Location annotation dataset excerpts
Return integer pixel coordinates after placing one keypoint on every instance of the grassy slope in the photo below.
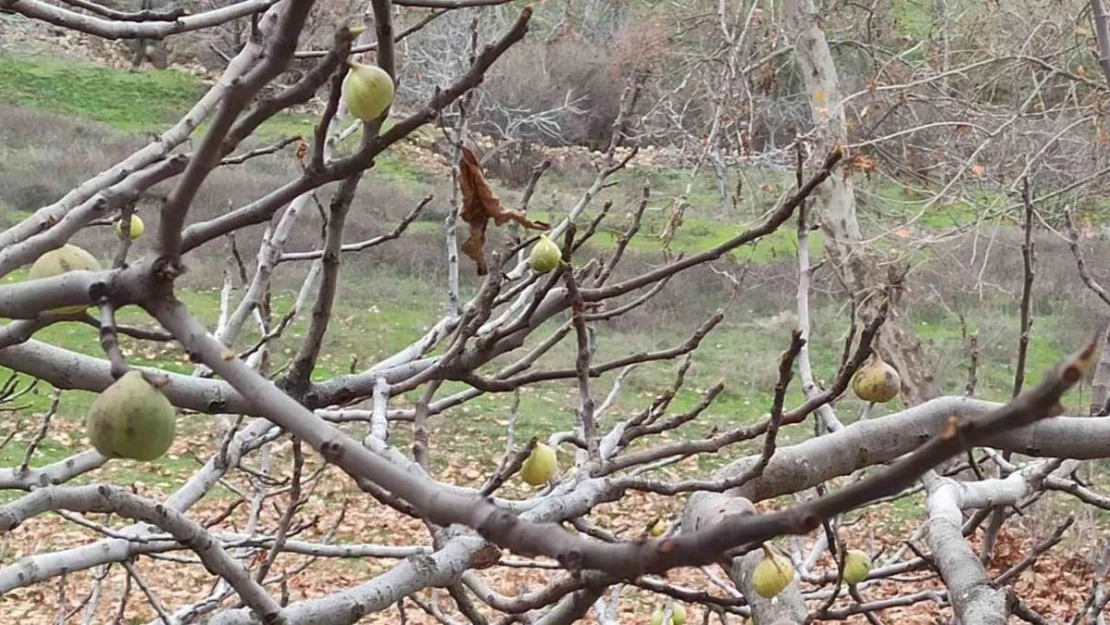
(373, 318)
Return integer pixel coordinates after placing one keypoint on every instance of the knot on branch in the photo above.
(332, 451)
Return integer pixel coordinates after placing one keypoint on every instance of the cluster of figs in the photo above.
(131, 419)
(775, 572)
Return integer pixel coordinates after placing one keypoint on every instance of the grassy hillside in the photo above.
(389, 298)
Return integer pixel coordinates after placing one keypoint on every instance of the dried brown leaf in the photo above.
(480, 205)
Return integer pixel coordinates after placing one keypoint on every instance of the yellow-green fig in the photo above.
(677, 615)
(63, 260)
(135, 230)
(877, 382)
(857, 565)
(540, 466)
(545, 255)
(132, 420)
(367, 91)
(773, 574)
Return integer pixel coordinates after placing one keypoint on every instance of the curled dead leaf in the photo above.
(480, 205)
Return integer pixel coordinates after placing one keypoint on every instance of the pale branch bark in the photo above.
(836, 201)
(974, 598)
(270, 251)
(167, 14)
(776, 219)
(110, 499)
(370, 47)
(395, 233)
(42, 566)
(114, 28)
(260, 211)
(101, 204)
(1102, 34)
(152, 152)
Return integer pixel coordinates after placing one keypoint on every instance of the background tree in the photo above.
(959, 118)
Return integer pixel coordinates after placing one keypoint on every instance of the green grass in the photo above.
(129, 101)
(382, 311)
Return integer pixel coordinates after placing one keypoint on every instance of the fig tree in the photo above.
(541, 465)
(877, 382)
(132, 420)
(367, 91)
(63, 260)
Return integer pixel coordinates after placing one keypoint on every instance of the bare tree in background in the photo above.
(275, 409)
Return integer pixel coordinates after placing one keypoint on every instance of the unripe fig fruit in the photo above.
(63, 260)
(857, 564)
(545, 255)
(541, 465)
(773, 574)
(131, 419)
(367, 91)
(137, 228)
(877, 382)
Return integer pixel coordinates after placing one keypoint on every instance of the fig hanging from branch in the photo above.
(480, 205)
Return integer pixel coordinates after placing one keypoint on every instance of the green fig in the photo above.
(63, 260)
(857, 565)
(367, 91)
(540, 466)
(545, 255)
(677, 615)
(773, 574)
(135, 230)
(132, 420)
(877, 382)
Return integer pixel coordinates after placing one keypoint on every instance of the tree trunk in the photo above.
(856, 264)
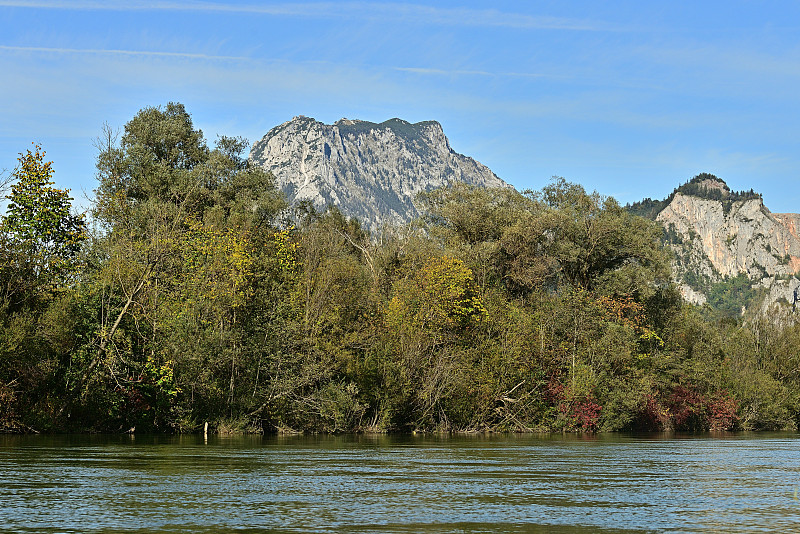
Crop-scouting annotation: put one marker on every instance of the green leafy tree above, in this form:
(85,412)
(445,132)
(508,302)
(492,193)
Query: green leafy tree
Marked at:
(41,235)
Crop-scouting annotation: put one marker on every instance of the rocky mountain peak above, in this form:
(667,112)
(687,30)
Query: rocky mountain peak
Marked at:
(717,235)
(371,171)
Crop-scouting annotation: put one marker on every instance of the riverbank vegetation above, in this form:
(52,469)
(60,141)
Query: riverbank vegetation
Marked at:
(191,294)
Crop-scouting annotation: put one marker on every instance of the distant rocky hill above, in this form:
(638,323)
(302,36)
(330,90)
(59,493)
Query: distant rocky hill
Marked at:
(369,171)
(729,249)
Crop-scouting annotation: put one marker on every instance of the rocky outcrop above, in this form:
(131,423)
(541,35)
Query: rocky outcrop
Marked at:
(747,239)
(369,171)
(716,235)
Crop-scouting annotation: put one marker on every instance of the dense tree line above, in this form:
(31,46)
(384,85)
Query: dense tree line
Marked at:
(194,295)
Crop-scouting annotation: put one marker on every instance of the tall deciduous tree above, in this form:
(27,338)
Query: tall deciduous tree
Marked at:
(41,236)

• Short exercise: Drop the images and quote the entries word for word.

• Response to this exercise:
Return integer pixel coordinates after placing one keypoint on every instance of the grassy slope in the photo below.
(373, 318)
Return integer pixel coordinates after placing one keypoint on every instance of the knot on branch in the photo above.
(332, 451)
Return integer pixel coordinates after placing one keypoint on every instance of the cluster of figs in the photo above.
(131, 419)
(775, 572)
Return integer pixel coordinates after placing one keypoint on every instance of the grassy hillside in the photo above.
(389, 298)
Return integer pixel coordinates after placing one keypoint on every instance of the dried brown leaf in the photo above.
(480, 205)
Return integer pixel coordinates after placing one keypoint on every instance of the yellow-green fig in the photo above.
(677, 615)
(63, 260)
(135, 230)
(877, 382)
(857, 565)
(540, 466)
(545, 255)
(132, 420)
(367, 91)
(773, 574)
Return integer pixel coordinates after placing one keypoint on every instance of the curled dead leaf in the photo above.
(480, 205)
Return integer pixel coordinates after placing one keypoint on every instance of the pale branch bark in the photo above.
(836, 201)
(974, 598)
(270, 251)
(167, 14)
(776, 219)
(110, 499)
(370, 47)
(395, 233)
(42, 566)
(114, 28)
(260, 211)
(101, 204)
(1102, 34)
(152, 152)
Return integer pixel coordinates after placing one keypoint on every instance of the background tree in the photo above.
(959, 118)
Return integer pixel coordinates after placing one keypoint on every instance of the green grass in the photo above.
(129, 101)
(382, 311)
Return integer pixel coordinates after placing one keypoint on every instance of the fig tree in the photo above.
(541, 465)
(877, 382)
(132, 420)
(367, 91)
(63, 260)
Return integer pixel coordinates after placing one keypoint on every instance of the bare tree in background in the photo above.
(275, 409)
Return integer pixel coordinates after placing one keypoint on every instance of the unripe fig fruit in the photo above.
(63, 260)
(857, 564)
(545, 255)
(541, 465)
(773, 574)
(131, 419)
(367, 91)
(137, 228)
(877, 382)
Return integer pixel coordinates after placing one keypoint on every instance of the fig hanging from branch in the photo above.
(480, 205)
Return integer pixel coordinates after placing one keypoint on every instance of the green fig in the photo above.
(63, 260)
(857, 565)
(367, 91)
(540, 466)
(545, 255)
(677, 615)
(773, 574)
(135, 230)
(132, 420)
(877, 382)
Return integer pixel coordinates after placing one keypoint on every instance of the tree trunk in the photo above.
(856, 264)
Crop-scouting annotation: put one marker on every instance of the green leafy tree above, in this form:
(85,412)
(445,132)
(508,302)
(492,193)
Query: green leafy tree
Marked at:
(41,235)
Crop-scouting annotation: put one marker on every instance of the rocky mountain peak above, in this form:
(667,112)
(687,30)
Query: rocky mountain peak
Marked at:
(717,235)
(371,171)
Crop-scouting annotation: put one marker on every instance of the riverbank vegetation above, in this form:
(52,469)
(60,141)
Query: riverbank vegetation
Marked at:
(191,294)
Crop-scouting annotation: put one marker on every instance of the distant rocky hill above, in this form:
(638,323)
(302,36)
(330,90)
(59,493)
Query: distant rocky hill
Marked at:
(369,171)
(729,249)
Crop-scouting annotation: put one marker on every instance of the rocky outcrop above, in this form:
(131,423)
(541,35)
Query: rocky outcrop
Marked at:
(747,239)
(369,171)
(716,235)
Crop-scouting annotation: put one marker on every instance of the dense tree line above, in this form:
(31,46)
(384,85)
Query: dense tree line
Marked at:
(194,295)
Crop-scouting annotation: put one marker on every instance of the tall deciduous tree above, in this form:
(27,338)
Query: tall deciduous tree
Marked at:
(41,236)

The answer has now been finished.